> [YOUR TASK]:
When you write out the records, keep every word exact and drop the pictures.

** SOURCE DATA follows **

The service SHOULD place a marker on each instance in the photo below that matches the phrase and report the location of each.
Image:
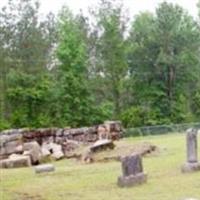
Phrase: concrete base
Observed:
(190, 167)
(132, 180)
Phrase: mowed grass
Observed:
(76, 181)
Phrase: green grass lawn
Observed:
(75, 181)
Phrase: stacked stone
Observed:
(50, 142)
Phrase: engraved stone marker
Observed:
(192, 163)
(132, 171)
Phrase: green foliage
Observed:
(75, 102)
(69, 71)
(28, 97)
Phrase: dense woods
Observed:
(75, 70)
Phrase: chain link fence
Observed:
(161, 129)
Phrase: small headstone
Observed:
(132, 171)
(102, 145)
(15, 161)
(44, 168)
(192, 163)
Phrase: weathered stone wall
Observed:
(12, 141)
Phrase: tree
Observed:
(25, 43)
(164, 61)
(111, 62)
(74, 99)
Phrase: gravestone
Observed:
(44, 168)
(132, 171)
(192, 163)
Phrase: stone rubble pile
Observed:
(32, 146)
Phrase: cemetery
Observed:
(137, 171)
(99, 100)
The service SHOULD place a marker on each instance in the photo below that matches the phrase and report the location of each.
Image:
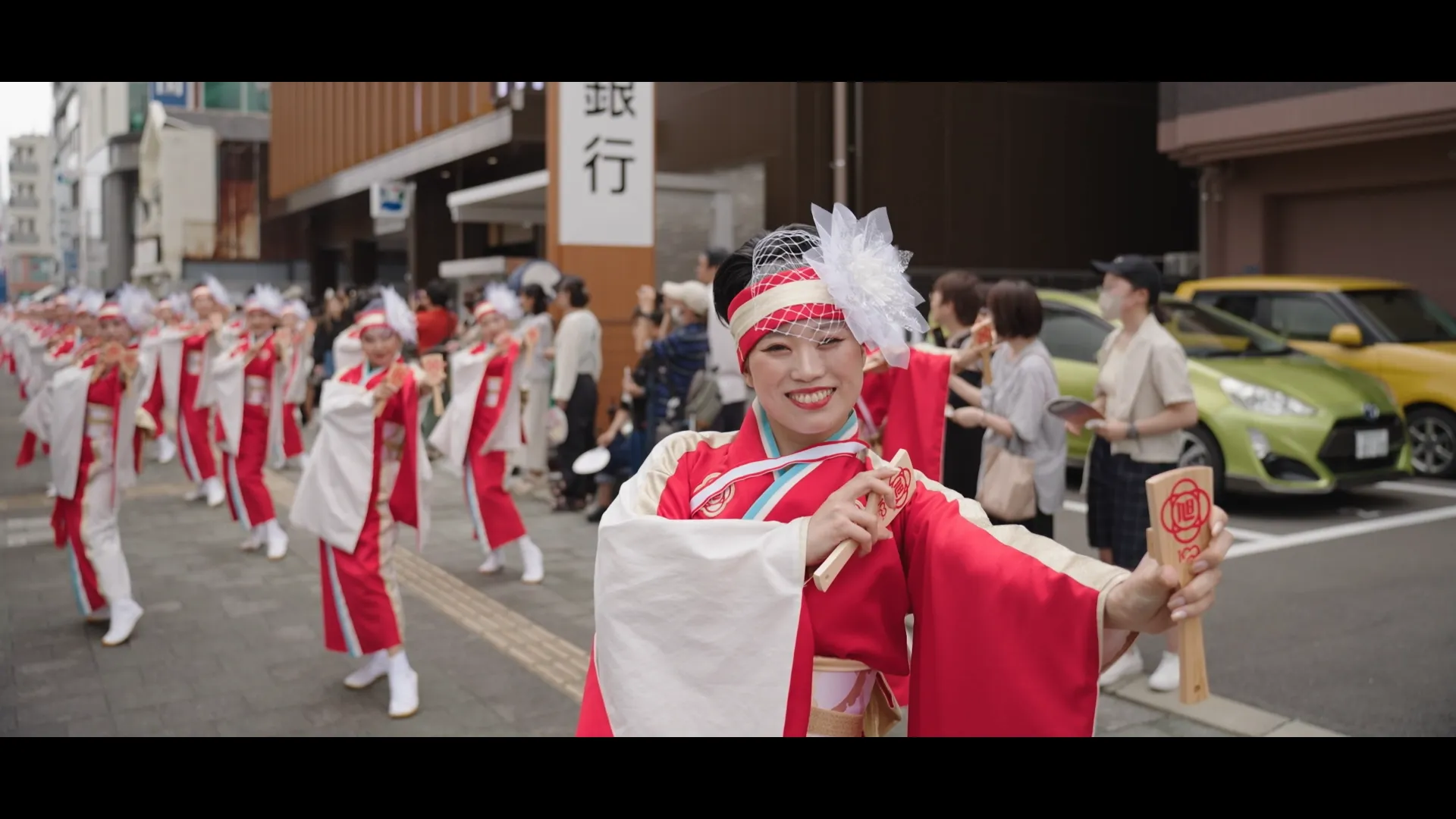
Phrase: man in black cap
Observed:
(1141, 273)
(1147, 401)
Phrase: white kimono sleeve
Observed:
(696, 620)
(334, 491)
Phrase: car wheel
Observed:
(1433, 442)
(1201, 449)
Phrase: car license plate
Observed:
(1372, 444)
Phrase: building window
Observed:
(224, 96)
(258, 96)
(137, 107)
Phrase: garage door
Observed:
(1405, 234)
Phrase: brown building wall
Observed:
(992, 175)
(321, 129)
(1178, 99)
(1381, 209)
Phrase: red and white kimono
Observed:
(481, 428)
(294, 392)
(908, 407)
(196, 426)
(162, 347)
(364, 479)
(248, 387)
(708, 624)
(95, 453)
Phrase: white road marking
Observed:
(28, 532)
(1341, 531)
(1081, 507)
(1416, 488)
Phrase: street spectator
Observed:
(437, 321)
(1012, 409)
(577, 356)
(679, 356)
(1147, 401)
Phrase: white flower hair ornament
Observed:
(504, 300)
(864, 271)
(400, 316)
(218, 292)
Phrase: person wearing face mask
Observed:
(1145, 395)
(708, 621)
(679, 356)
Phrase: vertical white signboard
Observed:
(607, 164)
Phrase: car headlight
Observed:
(1263, 400)
(1388, 392)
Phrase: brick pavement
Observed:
(231, 643)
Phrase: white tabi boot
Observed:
(124, 615)
(370, 672)
(533, 560)
(277, 539)
(216, 494)
(492, 561)
(166, 450)
(255, 539)
(403, 689)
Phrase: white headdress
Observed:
(498, 299)
(846, 275)
(137, 306)
(400, 315)
(265, 297)
(92, 302)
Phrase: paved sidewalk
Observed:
(231, 643)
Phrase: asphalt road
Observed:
(1338, 611)
(1335, 611)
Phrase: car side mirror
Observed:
(1346, 335)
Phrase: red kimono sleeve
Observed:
(913, 409)
(1006, 634)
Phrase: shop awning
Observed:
(519, 200)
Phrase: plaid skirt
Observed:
(1117, 503)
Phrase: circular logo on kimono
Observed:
(900, 483)
(714, 506)
(1185, 512)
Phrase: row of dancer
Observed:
(231, 382)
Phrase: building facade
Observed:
(1323, 178)
(66, 174)
(109, 205)
(30, 257)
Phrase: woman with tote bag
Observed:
(1024, 452)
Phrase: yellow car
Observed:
(1385, 328)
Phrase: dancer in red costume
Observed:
(707, 624)
(95, 436)
(299, 328)
(248, 391)
(482, 426)
(366, 479)
(206, 338)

** End of SOURCE DATA **

> [TASK SOLUTION]:
The service SHOULD place a marker on each instance in the photo below that matches the phrase and report the location of each.
Image:
Phrase: concrete base
Observed:
(190, 167)
(132, 180)
Phrase: mowed grass
Observed:
(76, 181)
Phrase: green grass lawn
Observed:
(75, 181)
Phrase: stacked stone
Observed:
(50, 142)
Phrase: engraved stone marker
Observed:
(192, 163)
(132, 171)
Phrase: green foliage
Observed:
(75, 102)
(69, 71)
(28, 97)
Phrase: dense woods
Observed:
(75, 70)
Phrase: chain link fence
Observed:
(161, 129)
Phrase: small headstone
Observed:
(132, 171)
(102, 145)
(15, 161)
(44, 168)
(192, 163)
Phrase: weathered stone wall
Observed:
(12, 141)
Phrase: tree
Observed:
(25, 43)
(164, 61)
(111, 62)
(74, 99)
Phrase: gravestone
Observed:
(44, 168)
(132, 171)
(192, 163)
Phrase: stone rubble pile
Observed:
(32, 146)
Phrase: cemetery
Observed:
(137, 171)
(99, 100)
The service SHOULD place a marker on each instance in the photo below that matches the phrase and report the location of each.
Image:
Phrase: man in black cap
Observed:
(1141, 273)
(1147, 401)
Phrase: white kimono sleeve
Observed:
(696, 620)
(334, 491)
Phrase: car wheel
Observed:
(1433, 442)
(1201, 449)
Phrase: car license plate
Observed:
(1372, 444)
Phrase: building window
Observed:
(224, 96)
(258, 96)
(137, 107)
Phrase: garage door
Observed:
(1405, 234)
Phrase: brown building wall
Observed:
(992, 175)
(321, 129)
(1178, 99)
(1381, 209)
Phrase: red and white kimono
Observed:
(481, 428)
(294, 392)
(908, 407)
(196, 426)
(162, 347)
(364, 479)
(248, 387)
(708, 624)
(95, 453)
Phrase: white road marking
Observed:
(28, 532)
(1341, 531)
(1081, 507)
(1416, 488)
Phrase: street spectator
Observed:
(437, 321)
(1012, 409)
(577, 356)
(679, 356)
(1147, 401)
Phrase: white flower hair ornament
Observed:
(504, 300)
(864, 271)
(400, 316)
(218, 292)
Phrase: person wearing face mask
Observed:
(1145, 395)
(708, 621)
(679, 356)
Phrase: vertical white signboard
Observed:
(607, 164)
Phrase: car headlight
Observed:
(1263, 400)
(1388, 392)
Phrase: brick pavement
Observed:
(231, 643)
Phrase: white tabi boot
Observed:
(124, 615)
(370, 672)
(533, 560)
(277, 539)
(216, 494)
(492, 561)
(166, 450)
(255, 539)
(403, 689)
Phrase: white headdress
Observed:
(498, 299)
(846, 275)
(137, 306)
(400, 315)
(265, 297)
(92, 302)
Phrase: paved sidewalk
Observed:
(231, 643)
Phrase: asphalt road
Observed:
(1338, 611)
(1335, 611)
Phrase: car side mirror
Observed:
(1346, 335)
Phrase: red kimono sleeve
Observed:
(913, 409)
(1006, 634)
Phrase: shop awning
Observed:
(519, 200)
Phrase: plaid skirt
Observed:
(1117, 503)
Phrase: circular logo on kimono
Observed:
(900, 483)
(714, 506)
(1185, 512)
Phrase: row of dancer
Observed:
(231, 382)
Phrase: building facade
Observed:
(1323, 178)
(66, 174)
(109, 205)
(30, 257)
Phrase: woman with tote bag
Observed:
(1024, 452)
Phrase: yellow car
Observed:
(1385, 328)
Phrase: dancer in red costume
Observed:
(707, 624)
(95, 436)
(299, 328)
(248, 391)
(482, 426)
(366, 479)
(206, 338)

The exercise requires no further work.